▶ [Отрывок текста]:

Михаил Орлов - Александр Бондаренко
Шрифт:
Интервал:
Закладка:
Разбиравшийся с генералом Орловым его друг Киселёв вёл следствие весьма деликатно. «Он не приписывал Орлову преступных замыслов, — он только обвинял его в слабости и чрезмерной доброте, которою-де пользовались люди, как Раевский, для достижения своих целей; и ещё более он осуждал “фальшивую филантропию” Орлова, утверждающего, “что нравственные способы приличнее и полезнее тех, которые невеждами употребляются”. Всё хорошо в меру, говорил Киселёв: не надо калечить людей, но и палки у унтер-офицеров незачем отнимать, да и вообще “мечтания Орлова хороши в теории, но на практике никуда не годятся”. Сабанеев и слышать не хотел об оставлении Орлова дивизионным командиром, и сам Киселёв соглашался, что Орлову 16-й дивизией более командовать нельзя».
Граф Витгенштейн также был весьма предупредителен. 20 марта он писал Орлову:
«Предписываю Вашему Превосходительству по прилагаемой при сём выписке из донесения ко мне командира 6-го пехотного корпуса Генерал-Лейтенанта Сабанеева представить мне ваши объяснения сколь можно в непродолжительном времени. А до тех пор пока происходить будет по сему предмету исследование, приказал я щитать[220] вас в отпуску и в управление 16-ю пехотного дивизиею вступить. Командиру 1-й бригады 17-й дивизии генерал-майору Козлянинову…»

▶ [Записанные сведения]:
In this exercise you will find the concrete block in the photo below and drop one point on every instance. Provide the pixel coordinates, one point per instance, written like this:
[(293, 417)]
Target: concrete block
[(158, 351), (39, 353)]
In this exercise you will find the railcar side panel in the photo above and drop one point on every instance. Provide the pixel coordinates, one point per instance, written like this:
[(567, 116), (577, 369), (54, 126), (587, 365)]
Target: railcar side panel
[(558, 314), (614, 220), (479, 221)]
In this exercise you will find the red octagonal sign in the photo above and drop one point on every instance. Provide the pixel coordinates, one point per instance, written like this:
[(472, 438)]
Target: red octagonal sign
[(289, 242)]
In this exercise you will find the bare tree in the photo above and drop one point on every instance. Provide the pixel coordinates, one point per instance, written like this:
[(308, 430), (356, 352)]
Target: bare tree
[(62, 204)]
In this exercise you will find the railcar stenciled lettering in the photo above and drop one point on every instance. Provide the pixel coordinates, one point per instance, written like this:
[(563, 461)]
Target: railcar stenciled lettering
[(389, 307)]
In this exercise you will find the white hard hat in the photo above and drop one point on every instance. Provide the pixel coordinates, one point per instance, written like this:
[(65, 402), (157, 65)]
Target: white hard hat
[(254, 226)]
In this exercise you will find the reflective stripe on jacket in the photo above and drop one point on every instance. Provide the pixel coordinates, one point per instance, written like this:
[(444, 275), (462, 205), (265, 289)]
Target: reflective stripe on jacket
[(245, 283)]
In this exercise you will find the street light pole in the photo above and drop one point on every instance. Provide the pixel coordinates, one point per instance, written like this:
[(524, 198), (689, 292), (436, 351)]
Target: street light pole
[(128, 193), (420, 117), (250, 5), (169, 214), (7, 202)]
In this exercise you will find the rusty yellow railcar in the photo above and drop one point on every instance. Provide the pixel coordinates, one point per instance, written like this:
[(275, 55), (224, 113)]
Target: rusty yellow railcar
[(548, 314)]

▶ [Задание]:
В чём, согласно отрывку о генерале Орлове, обвинял его Киселёв?

▶ [Ответ на задание]:
Киселёв обвинял Орлова в слабости и чрезмерной доброте.